Stored records ->
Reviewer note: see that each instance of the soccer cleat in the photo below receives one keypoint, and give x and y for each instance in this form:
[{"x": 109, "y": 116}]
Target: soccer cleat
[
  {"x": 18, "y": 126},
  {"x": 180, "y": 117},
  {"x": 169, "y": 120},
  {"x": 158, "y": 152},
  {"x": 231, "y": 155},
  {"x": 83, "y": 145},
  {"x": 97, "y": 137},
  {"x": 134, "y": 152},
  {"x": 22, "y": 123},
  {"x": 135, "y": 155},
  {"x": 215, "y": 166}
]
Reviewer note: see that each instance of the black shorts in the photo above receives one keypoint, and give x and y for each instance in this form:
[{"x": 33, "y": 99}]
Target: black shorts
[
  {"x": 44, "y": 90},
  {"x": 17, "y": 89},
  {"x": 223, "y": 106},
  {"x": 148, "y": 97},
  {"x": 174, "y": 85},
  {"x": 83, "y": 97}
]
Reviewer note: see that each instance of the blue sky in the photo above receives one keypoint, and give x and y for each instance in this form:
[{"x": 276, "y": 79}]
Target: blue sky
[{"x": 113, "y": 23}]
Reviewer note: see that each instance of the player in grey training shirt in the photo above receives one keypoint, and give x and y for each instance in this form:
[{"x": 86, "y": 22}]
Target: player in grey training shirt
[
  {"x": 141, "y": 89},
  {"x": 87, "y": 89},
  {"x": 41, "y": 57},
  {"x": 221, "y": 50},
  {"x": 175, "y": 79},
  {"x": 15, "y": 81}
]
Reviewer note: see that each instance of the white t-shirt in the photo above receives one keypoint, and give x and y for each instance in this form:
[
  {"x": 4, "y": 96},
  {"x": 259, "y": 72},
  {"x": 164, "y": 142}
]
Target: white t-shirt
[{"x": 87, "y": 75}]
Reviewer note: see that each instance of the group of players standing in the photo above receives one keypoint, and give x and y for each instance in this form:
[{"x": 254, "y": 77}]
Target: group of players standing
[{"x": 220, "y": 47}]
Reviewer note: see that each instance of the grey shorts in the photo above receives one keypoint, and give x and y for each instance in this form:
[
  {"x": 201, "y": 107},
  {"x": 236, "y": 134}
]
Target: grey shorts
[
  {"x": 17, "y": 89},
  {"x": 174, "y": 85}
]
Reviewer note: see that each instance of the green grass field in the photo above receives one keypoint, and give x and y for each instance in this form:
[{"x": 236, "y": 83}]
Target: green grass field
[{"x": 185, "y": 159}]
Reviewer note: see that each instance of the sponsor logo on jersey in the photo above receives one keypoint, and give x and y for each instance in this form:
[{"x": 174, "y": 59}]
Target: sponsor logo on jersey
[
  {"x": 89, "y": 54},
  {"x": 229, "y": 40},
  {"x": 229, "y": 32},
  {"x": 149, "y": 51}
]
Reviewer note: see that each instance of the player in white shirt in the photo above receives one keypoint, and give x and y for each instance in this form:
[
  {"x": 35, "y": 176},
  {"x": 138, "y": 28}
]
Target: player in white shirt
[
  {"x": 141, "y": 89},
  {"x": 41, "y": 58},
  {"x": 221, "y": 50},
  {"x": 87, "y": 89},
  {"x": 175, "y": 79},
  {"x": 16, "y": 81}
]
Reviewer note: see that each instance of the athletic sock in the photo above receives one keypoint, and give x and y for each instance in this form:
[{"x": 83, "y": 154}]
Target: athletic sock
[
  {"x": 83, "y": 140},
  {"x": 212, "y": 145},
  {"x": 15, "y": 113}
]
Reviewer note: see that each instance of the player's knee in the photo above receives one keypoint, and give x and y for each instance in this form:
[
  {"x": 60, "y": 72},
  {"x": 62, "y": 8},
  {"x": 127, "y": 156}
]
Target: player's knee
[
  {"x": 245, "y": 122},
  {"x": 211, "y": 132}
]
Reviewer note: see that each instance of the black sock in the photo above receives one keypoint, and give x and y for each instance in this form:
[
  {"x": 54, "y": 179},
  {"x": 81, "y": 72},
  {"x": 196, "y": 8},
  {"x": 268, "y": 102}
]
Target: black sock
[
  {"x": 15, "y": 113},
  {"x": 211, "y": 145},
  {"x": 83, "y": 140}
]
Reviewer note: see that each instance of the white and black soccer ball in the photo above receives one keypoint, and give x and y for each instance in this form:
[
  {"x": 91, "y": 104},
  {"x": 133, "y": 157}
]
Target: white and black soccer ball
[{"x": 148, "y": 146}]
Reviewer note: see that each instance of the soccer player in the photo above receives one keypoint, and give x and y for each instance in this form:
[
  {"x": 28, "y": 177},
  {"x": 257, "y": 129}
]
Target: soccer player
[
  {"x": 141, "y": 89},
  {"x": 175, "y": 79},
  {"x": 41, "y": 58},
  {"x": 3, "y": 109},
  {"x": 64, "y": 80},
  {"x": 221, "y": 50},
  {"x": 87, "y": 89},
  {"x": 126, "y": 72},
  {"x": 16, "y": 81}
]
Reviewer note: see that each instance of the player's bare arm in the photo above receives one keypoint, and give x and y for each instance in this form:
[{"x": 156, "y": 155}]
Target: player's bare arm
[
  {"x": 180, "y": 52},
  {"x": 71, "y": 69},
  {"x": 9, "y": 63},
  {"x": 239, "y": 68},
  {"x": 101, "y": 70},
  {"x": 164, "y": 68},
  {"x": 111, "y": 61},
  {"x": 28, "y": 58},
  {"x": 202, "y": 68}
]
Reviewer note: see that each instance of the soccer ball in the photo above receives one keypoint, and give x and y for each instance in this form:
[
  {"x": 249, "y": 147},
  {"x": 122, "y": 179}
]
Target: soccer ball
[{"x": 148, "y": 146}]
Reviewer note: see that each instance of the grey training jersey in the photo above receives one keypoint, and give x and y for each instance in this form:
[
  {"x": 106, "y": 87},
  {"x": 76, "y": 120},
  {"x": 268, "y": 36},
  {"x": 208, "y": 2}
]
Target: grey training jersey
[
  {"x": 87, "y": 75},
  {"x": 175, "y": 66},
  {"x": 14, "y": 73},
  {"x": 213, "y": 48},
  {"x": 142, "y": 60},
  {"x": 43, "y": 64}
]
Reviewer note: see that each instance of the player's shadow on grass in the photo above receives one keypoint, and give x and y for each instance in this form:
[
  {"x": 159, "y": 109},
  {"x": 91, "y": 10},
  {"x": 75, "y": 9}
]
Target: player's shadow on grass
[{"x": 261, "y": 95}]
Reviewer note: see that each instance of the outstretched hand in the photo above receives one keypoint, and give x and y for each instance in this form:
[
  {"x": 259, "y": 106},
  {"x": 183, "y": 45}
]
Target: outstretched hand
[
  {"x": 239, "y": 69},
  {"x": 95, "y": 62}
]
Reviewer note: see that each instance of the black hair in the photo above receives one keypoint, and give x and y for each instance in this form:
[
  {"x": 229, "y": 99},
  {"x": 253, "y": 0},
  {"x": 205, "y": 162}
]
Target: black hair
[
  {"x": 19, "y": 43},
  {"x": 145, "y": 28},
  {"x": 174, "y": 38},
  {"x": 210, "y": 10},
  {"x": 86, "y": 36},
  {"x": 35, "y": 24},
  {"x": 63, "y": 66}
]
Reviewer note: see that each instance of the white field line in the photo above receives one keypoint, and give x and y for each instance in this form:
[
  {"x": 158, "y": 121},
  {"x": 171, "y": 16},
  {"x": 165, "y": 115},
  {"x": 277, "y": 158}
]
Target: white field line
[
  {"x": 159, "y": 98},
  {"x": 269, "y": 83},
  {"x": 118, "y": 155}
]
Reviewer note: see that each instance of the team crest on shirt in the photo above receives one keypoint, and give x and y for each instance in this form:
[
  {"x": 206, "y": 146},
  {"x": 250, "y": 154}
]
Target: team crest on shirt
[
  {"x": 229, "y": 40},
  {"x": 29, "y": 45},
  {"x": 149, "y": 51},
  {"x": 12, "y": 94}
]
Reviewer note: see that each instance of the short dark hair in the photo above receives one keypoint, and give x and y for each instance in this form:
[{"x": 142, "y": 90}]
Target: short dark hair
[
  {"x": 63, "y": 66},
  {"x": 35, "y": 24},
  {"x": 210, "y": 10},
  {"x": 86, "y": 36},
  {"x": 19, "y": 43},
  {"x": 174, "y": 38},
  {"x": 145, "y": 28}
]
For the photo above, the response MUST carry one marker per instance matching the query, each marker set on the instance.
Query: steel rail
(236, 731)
* * *
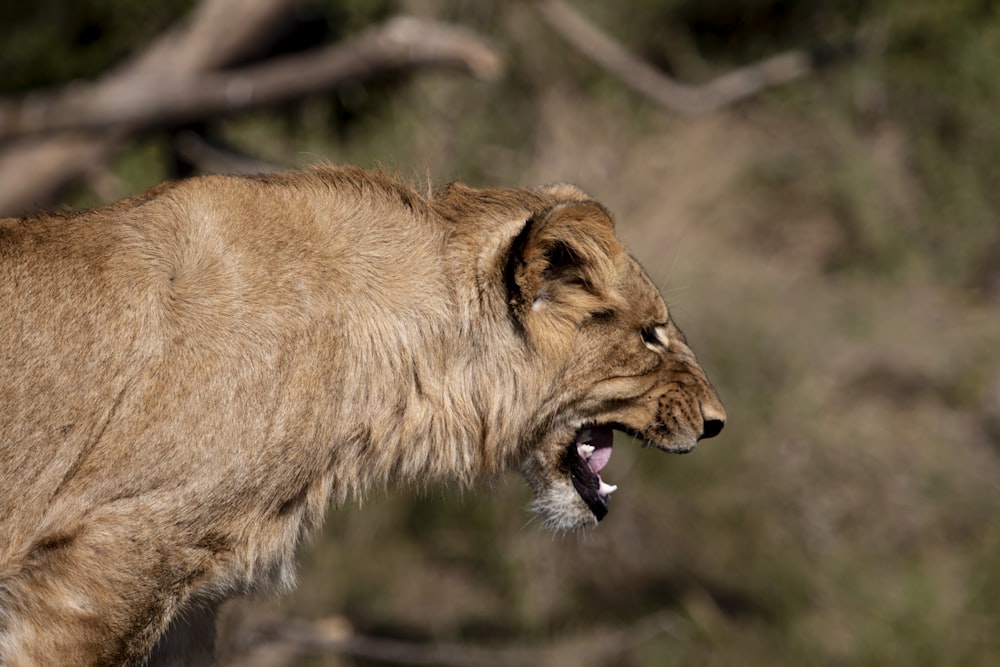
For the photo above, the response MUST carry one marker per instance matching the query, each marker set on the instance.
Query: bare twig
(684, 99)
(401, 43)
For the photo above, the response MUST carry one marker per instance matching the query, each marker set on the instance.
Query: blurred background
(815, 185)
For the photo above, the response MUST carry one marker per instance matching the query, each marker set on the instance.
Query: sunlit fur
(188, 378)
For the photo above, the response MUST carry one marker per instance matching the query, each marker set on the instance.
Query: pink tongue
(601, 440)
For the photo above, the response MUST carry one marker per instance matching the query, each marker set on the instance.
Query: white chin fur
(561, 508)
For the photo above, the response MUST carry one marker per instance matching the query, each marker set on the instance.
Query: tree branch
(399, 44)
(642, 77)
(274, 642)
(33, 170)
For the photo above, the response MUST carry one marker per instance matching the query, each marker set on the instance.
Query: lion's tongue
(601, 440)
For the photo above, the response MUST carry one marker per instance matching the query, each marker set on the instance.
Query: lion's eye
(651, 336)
--
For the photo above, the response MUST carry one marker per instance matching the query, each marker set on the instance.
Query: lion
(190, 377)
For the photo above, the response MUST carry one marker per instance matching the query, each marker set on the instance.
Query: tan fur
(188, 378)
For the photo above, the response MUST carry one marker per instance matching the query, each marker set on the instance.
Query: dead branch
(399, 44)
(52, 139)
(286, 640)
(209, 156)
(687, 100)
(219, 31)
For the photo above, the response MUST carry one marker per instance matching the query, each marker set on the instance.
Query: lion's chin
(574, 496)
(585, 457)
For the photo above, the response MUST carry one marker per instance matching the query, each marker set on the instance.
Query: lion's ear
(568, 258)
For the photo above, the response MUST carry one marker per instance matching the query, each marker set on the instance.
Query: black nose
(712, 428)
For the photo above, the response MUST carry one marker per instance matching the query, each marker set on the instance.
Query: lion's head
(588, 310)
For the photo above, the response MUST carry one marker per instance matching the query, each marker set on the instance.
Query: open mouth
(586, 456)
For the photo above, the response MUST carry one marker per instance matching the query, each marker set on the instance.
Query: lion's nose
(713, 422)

The problem -> Please pull out every line of the records above that contains the word "team". Case counts, so match capitalization exactly.

Result for this exercise ->
Reviewer note: see that each instance of the team crest on shirt in the photo above receives one keypoint, and give x and y for each instance in this form:
Target: team crest on shirt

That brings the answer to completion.